## Exercise aim
Each entry in the listing must be set down again word for word.

## Source data

= = = = = = =

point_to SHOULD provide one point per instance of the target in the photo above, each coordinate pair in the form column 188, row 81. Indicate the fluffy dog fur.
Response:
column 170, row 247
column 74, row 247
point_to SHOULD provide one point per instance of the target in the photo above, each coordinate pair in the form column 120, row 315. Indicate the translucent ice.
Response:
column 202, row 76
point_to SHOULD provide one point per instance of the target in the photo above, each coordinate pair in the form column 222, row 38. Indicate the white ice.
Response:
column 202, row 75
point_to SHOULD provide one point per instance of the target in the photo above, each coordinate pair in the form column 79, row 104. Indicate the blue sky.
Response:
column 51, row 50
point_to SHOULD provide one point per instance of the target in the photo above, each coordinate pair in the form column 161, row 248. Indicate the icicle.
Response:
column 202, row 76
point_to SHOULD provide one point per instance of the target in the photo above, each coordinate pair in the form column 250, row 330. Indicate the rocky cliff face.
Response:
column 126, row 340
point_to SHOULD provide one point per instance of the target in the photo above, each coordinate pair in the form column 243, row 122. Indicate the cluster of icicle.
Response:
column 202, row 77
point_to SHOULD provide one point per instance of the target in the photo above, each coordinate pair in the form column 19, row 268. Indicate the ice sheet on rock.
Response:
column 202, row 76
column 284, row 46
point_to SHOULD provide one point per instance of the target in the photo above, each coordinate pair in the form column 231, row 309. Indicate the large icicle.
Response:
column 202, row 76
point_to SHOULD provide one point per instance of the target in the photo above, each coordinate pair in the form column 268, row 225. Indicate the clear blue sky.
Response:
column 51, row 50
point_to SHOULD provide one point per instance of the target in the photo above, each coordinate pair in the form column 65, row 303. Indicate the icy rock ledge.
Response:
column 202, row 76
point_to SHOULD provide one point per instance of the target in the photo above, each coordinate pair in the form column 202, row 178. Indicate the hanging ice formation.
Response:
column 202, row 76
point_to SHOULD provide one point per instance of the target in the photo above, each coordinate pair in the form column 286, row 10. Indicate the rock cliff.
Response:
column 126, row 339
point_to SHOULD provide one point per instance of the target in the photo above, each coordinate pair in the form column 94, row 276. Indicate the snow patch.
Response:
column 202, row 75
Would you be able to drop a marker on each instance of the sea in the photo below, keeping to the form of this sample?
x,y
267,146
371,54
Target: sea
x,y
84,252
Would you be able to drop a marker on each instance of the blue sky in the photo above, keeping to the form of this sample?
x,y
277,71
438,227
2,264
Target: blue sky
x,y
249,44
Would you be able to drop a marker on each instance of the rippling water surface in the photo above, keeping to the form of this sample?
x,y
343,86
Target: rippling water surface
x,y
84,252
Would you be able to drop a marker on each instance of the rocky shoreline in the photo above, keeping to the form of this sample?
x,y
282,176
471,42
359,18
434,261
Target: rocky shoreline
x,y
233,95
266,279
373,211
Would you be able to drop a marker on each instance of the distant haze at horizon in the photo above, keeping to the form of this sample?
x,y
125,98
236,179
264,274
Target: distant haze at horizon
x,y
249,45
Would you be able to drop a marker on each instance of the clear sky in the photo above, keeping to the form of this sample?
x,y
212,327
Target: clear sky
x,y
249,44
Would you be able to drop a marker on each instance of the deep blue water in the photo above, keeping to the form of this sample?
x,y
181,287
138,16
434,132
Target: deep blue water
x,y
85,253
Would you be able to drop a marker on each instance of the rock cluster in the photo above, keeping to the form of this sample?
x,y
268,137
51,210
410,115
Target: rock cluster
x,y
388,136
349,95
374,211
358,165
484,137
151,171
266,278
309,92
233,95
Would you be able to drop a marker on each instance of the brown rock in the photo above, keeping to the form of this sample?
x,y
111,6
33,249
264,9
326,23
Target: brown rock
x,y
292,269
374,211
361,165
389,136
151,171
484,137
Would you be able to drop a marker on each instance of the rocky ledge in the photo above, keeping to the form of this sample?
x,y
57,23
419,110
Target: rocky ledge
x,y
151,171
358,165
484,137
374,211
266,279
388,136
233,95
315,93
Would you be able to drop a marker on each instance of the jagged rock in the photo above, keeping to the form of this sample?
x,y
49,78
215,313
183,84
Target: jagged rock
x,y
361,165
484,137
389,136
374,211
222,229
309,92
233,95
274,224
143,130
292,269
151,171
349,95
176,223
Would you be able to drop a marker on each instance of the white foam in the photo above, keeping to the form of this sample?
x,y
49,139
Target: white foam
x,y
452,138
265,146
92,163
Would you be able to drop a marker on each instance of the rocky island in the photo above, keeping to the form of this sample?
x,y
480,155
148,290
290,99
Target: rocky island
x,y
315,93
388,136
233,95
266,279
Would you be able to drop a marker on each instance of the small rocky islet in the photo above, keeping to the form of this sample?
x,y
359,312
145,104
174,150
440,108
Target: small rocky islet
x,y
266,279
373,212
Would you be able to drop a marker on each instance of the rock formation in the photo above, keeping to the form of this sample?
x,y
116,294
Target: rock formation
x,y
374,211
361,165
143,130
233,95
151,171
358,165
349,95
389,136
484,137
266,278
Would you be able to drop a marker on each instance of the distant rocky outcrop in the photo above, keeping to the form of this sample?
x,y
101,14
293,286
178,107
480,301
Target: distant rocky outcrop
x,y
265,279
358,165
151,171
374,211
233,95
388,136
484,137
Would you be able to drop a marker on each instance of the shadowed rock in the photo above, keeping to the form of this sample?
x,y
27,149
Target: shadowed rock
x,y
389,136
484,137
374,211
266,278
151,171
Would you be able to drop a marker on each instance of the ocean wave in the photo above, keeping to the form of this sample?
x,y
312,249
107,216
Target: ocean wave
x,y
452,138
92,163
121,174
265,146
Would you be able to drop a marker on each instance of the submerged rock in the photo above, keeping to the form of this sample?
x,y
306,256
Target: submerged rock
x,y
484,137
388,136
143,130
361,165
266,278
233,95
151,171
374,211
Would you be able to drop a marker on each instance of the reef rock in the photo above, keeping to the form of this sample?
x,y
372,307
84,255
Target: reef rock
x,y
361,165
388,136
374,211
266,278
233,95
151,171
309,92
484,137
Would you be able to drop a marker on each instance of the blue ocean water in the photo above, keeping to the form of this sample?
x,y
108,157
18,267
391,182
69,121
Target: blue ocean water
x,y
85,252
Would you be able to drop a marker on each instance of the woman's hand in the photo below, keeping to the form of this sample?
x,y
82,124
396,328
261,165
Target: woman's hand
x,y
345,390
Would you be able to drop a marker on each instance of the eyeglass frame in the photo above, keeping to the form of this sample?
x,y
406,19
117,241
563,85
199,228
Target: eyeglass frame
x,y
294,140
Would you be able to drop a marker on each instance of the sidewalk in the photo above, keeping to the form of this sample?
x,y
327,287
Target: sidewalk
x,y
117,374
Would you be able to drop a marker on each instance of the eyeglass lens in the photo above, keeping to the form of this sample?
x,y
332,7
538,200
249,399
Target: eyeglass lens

= = = = = = =

## The completed task
point_to SHOULD provide one point per instance of the target in the photo above, each coordinate pair in the form column 188, row 81. Indicate the fluffy dog fur.
Response:
column 170, row 247
column 74, row 247
point_to SHOULD provide one point per instance of the target in the photo above, each coordinate pair in the form column 120, row 315. Indicate the translucent ice.
Response:
column 202, row 76
point_to SHOULD provide one point per instance of the target in the photo above, each coordinate pair in the form column 222, row 38. Indicate the white ice.
Response:
column 202, row 75
point_to SHOULD provide one point per instance of the target in the photo above, each coordinate pair in the form column 79, row 104. Indicate the blue sky.
Response:
column 51, row 50
point_to SHOULD provide one point per instance of the target in the photo above, each coordinate pair in the form column 161, row 248. Indicate the icicle.
Response:
column 202, row 76
point_to SHOULD provide one point per instance of the target in the photo above, each coordinate pair in the form column 250, row 330. Indicate the rocky cliff face.
Response:
column 126, row 340
point_to SHOULD provide one point per instance of the target in the photo above, each coordinate pair in the form column 243, row 122. Indicate the cluster of icicle.
Response:
column 202, row 77
point_to SHOULD provide one point per instance of the target in the photo above, each coordinate pair in the form column 19, row 268. Indicate the ice sheet on rock.
Response:
column 202, row 76
column 284, row 46
point_to SHOULD provide one point per instance of the target in the photo above, each coordinate pair in the form column 231, row 309. Indicate the large icicle.
Response:
column 202, row 76
point_to SHOULD provide one point per instance of the target in the photo above, each coordinate pair in the form column 268, row 225. Indicate the clear blue sky.
Response:
column 51, row 50
point_to SHOULD provide one point per instance of the target in the photo above, each coordinate pair in the form column 65, row 303. Indicate the icy rock ledge.
Response:
column 202, row 76
point_to SHOULD provide one point per instance of the target in the photo above, each coordinate pair in the form column 202, row 178. Indicate the hanging ice formation.
Response:
column 202, row 76
point_to SHOULD provide one point per instance of the target in the photo above, each coordinate pair in the form column 286, row 10. Indicate the rock cliff.
Response:
column 126, row 339
point_to SHOULD provide one point per instance of the target in the photo above, each coordinate pair in the form column 94, row 276. Indicate the snow patch.
Response:
column 202, row 75
Would you be able to drop a marker on each instance of the sea in the photo below, keeping to the form of this sample?
x,y
267,146
371,54
Target: sea
x,y
84,252
Would you be able to drop a marker on each instance of the blue sky in the photo above, keeping to the form of this sample?
x,y
277,71
438,227
2,264
Target: blue sky
x,y
249,44
Would you be able to drop a marker on each instance of the rippling water surface in the photo above, keeping to the form of this sample?
x,y
343,86
Target: rippling water surface
x,y
84,252
Would you be able to drop a marker on each instance of the rocky shoreline in the photo above, keeping to the form of this sample?
x,y
282,176
471,42
359,18
434,261
Target: rocky shoreline
x,y
233,95
266,279
373,211
Would you be able to drop a marker on each instance of the distant haze at horizon in the photo above, keeping to the form of this sample?
x,y
125,98
236,179
264,274
Target: distant haze at horizon
x,y
249,45
Would you be able to drop a marker on each instance of the clear sky in the photo above, keeping to the form of this sample?
x,y
212,327
Target: clear sky
x,y
249,44
Would you be able to drop a marker on each instance of the deep blue water in the photo above, keeping to the form of this sample?
x,y
181,287
138,16
434,132
Target: deep blue water
x,y
85,253
Would you be able to drop a marker on each instance of the rock cluster in the photo above, keeping to the form of this sample?
x,y
268,137
51,210
410,115
Target: rock cluster
x,y
388,136
349,95
374,211
358,165
484,137
151,171
266,278
309,92
233,95
Would you be able to drop a marker on each instance of the brown rock in the photo above, keeping to the form of this sample?
x,y
111,6
33,249
264,9
326,23
Target: brown rock
x,y
292,269
374,211
361,165
389,136
151,171
484,137
Would you be able to drop a marker on each instance of the rocky ledge in the photo above, keeping to the form of this sample?
x,y
57,23
419,110
Target: rocky ledge
x,y
151,171
358,165
484,137
374,211
266,279
388,136
233,95
315,93
Would you be able to drop a marker on each instance of the jagged rock in the photo above, keeping to the form of this sample?
x,y
49,78
215,313
183,84
Target: jagged rock
x,y
361,165
484,137
389,136
374,211
222,229
309,92
233,95
274,224
143,130
292,269
151,171
349,95
176,223
Would you be able to drop a marker on each instance of the white foam in the photo above, keeping to the form of this sample?
x,y
49,139
Target: white foam
x,y
452,138
265,146
92,163
Would you be able to drop a marker on each instance of the rocky island in the photo above, keeping to the form of this sample?
x,y
480,155
148,290
290,99
Target: rocky island
x,y
315,93
388,136
233,95
266,279
Would you be able to drop a marker on each instance of the small rocky islet in the photo above, keeping to the form of this sample?
x,y
359,312
145,104
174,150
440,108
Target: small rocky islet
x,y
266,279
373,212
Would you be able to drop a marker on each instance of the rock formation in the photo above, keeping to the form of this sample?
x,y
116,294
Target: rock formation
x,y
374,211
361,165
143,130
233,95
151,171
358,165
349,95
389,136
484,137
266,278
Would you be able to drop a marker on each instance of the distant rocky outcrop in the photo above, keeping to the form of this sample?
x,y
101,14
293,286
178,107
480,301
Target: distant rocky outcrop
x,y
265,279
358,165
151,171
374,211
233,95
388,136
484,137
Would you be able to drop a marker on each instance of the shadowed rock in the photo above, keeping to the form of this sample?
x,y
27,149
Target: shadowed rock
x,y
389,136
484,137
374,211
266,278
151,171
Would you be able to drop a marker on each instance of the ocean wave in the photo above, keeping to the form of this sample?
x,y
312,249
107,216
Target: ocean wave
x,y
452,138
92,163
121,174
265,146
Would you be able to drop a marker on each instance of the submerged rock in the photo above, keeping to the form of this sample?
x,y
306,256
Target: submerged rock
x,y
484,137
388,136
143,130
361,165
266,278
233,95
151,171
374,211
Would you be able to drop a marker on each instance of the reef rock in the photo above, keeping to the form of this sample?
x,y
372,307
84,255
Target: reef rock
x,y
361,165
388,136
374,211
266,278
233,95
151,171
309,92
484,137
Would you be able to drop a marker on each instance of the blue ocean water in the photo above, keeping to the form of this sample?
x,y
108,157
18,267
391,182
69,121
Target: blue ocean water
x,y
85,252
Would you be able to drop a marker on each instance of the woman's hand in the photo below, keeping to the form of this sample?
x,y
82,124
396,328
261,165
Target: woman's hand
x,y
345,390
Would you be able to drop a marker on each instance of the eyeglass frame in the photo above, keeping to the form of this sample?
x,y
406,19
117,241
563,85
199,228
Target: eyeglass frame
x,y
294,140
Would you be able to drop a marker on each instance of the sidewalk in the photo above, keeping to the form of this sample?
x,y
327,287
Target: sidewalk
x,y
117,374
Would you be able to drop a marker on each instance of the eyeglass lens in the photo above, keeping to the form of this sample?
x,y
332,7
538,200
249,399
Target: eyeglass lens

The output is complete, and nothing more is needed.